There are too many abandoned projects that took the easy to remember / cool names. At a smaller scale and as an exemple, nowadays if you want to implement a protocol and publish it on NPM there is 99% chances the name is taken and the implementation is poor. Too many people thrown away quick hacks only to leave them die. People willing to work and invest time in proper implementations may end up discouraged and give up trying to publish or even coding them.

Names are the scarcest resource of all. My point of view is that when you take a name you take with it the responsibility of not wasting the cognitive paths associated with it. This is not a small responsibility at all, in my humble opinion.

It probably doesn't apply to the example you gave. Just took the opportunity to voice my concern.



With golang that problem goes away :) but if you're stuck on Node, there's always several different implementations to linking libraries (although, a pain in the ass, but this isn't the fault of the open source author -- complain to Isaac for making an incredibly useless packaging system [nicest to play with though hence the popularity]).

Don't get me wrong, I love Node, but blaming an NPM problem shouldn't place blame on an open source author. None of these solutions works for you? Time to be an open source contributor :)


Golang's stance on this struck me when I saw it. "Of course". URLs have the answer embedded in their name from the beggining. There of course are pros and cons but it seems to me much saner to have URLs as package names and registries as mere search engines leveraging package metadata.

I think you're a bit rude to NPM though. It had many things right and finding defects in retrospect is always an easy task.

Regarding my involvement in open source, I have no clear picture of a solution to this problem at the moment so I will refrain, following the spirit of my previous point. I tend to publish only what I know will be firm ground for others to build upon.


> I think you're a bit rude to NPM though. It had many things right and finding defects in retrospect is always an easy task.

In retrospect, NPM was a bit rude to it's userbase. We've asked for support on custom, multiple, and private registries. PRs have even been made for them and Isaac explicitly shut them down only to later (much later) come out and talk about NPM Inc. NPM is a great tool, and the community for building upon it is absolutely fantastic and wonderful, but the leadership and advisory board behind it are pretty terrible for something as good as NPM.

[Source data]

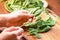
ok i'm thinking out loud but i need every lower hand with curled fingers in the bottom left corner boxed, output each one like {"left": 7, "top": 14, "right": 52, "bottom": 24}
{"left": 0, "top": 27, "right": 24, "bottom": 40}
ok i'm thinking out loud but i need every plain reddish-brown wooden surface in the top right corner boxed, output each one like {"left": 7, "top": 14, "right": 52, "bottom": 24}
{"left": 46, "top": 0, "right": 60, "bottom": 16}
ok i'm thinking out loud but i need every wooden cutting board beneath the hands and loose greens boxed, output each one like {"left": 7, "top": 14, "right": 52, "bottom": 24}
{"left": 0, "top": 2, "right": 60, "bottom": 40}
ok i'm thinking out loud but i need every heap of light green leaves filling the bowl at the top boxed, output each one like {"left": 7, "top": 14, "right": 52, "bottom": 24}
{"left": 6, "top": 0, "right": 44, "bottom": 12}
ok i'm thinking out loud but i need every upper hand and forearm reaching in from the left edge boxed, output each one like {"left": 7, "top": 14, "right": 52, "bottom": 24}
{"left": 0, "top": 10, "right": 33, "bottom": 27}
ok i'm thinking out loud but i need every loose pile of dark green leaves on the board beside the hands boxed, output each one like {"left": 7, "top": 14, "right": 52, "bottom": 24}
{"left": 23, "top": 10, "right": 55, "bottom": 38}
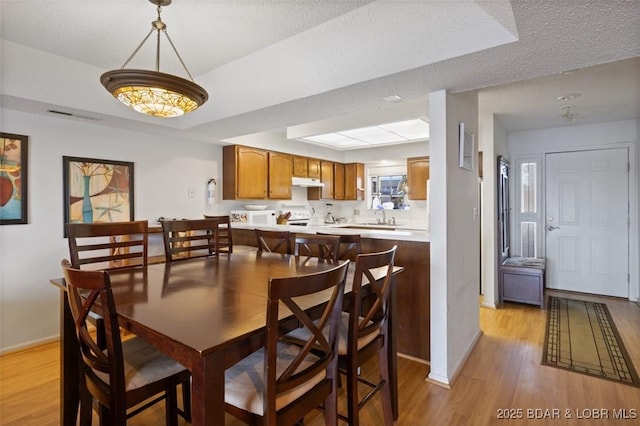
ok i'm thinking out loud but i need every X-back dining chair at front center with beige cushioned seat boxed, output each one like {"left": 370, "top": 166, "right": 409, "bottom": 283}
{"left": 225, "top": 261, "right": 349, "bottom": 425}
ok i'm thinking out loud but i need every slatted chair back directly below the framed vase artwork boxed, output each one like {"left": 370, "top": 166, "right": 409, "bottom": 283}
{"left": 65, "top": 220, "right": 149, "bottom": 269}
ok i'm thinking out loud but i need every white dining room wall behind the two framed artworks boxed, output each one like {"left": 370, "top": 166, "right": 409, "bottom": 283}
{"left": 0, "top": 110, "right": 223, "bottom": 351}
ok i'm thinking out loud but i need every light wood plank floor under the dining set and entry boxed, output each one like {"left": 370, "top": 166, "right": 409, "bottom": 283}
{"left": 0, "top": 288, "right": 640, "bottom": 426}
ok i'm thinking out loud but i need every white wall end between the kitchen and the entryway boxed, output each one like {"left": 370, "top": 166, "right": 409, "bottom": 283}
{"left": 429, "top": 91, "right": 480, "bottom": 385}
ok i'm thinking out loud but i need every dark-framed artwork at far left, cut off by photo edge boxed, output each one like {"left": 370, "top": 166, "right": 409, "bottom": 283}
{"left": 0, "top": 133, "right": 29, "bottom": 225}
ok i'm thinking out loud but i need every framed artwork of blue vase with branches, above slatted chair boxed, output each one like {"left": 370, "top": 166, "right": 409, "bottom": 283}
{"left": 62, "top": 156, "right": 134, "bottom": 231}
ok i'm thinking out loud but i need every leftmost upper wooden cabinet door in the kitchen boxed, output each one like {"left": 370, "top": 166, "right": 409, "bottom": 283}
{"left": 236, "top": 146, "right": 267, "bottom": 199}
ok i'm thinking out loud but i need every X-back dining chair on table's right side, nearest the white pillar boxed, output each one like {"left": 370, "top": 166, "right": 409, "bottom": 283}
{"left": 285, "top": 246, "right": 397, "bottom": 426}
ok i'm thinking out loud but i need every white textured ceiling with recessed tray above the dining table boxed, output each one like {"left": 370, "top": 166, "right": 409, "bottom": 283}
{"left": 0, "top": 0, "right": 640, "bottom": 150}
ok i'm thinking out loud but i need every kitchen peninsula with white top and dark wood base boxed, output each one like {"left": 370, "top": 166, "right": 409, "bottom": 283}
{"left": 232, "top": 223, "right": 430, "bottom": 361}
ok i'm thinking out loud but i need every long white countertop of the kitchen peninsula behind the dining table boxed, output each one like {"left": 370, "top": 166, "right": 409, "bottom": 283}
{"left": 231, "top": 222, "right": 429, "bottom": 242}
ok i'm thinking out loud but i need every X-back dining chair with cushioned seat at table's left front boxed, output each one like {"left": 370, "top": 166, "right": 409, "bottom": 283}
{"left": 62, "top": 259, "right": 191, "bottom": 425}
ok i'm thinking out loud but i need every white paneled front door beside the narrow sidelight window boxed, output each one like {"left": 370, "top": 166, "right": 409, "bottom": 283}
{"left": 545, "top": 148, "right": 629, "bottom": 297}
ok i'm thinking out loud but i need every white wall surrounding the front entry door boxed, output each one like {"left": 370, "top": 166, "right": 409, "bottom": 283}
{"left": 508, "top": 120, "right": 640, "bottom": 300}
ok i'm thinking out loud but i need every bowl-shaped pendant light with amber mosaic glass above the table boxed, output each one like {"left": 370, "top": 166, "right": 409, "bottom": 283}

WHAT IS REQUIRED: Reproduce the part of the package-naming discussion starting with "There are too" and going on through "voice my concern.".

SOLVED PROBLEM:
There are too many abandoned projects that took the easy to remember / cool names. At a smaller scale and as an exemple, nowadays if you want to implement a protocol and publish it on NPM there is 99% chances the name is taken and the implementation is poor. Too many people thrown away quick hacks only to leave them die. People willing to work and invest time in proper implementations may end up discouraged and give up trying to publish or even coding them.

Names are the scarcest resource of all. My point of view is that when you take a name you take with it the responsibility of not wasting the cognitive paths associated with it. This is not a small responsibility at all, in my humble opinion.

It probably doesn't apply to the example you gave. Just took the opportunity to voice my concern.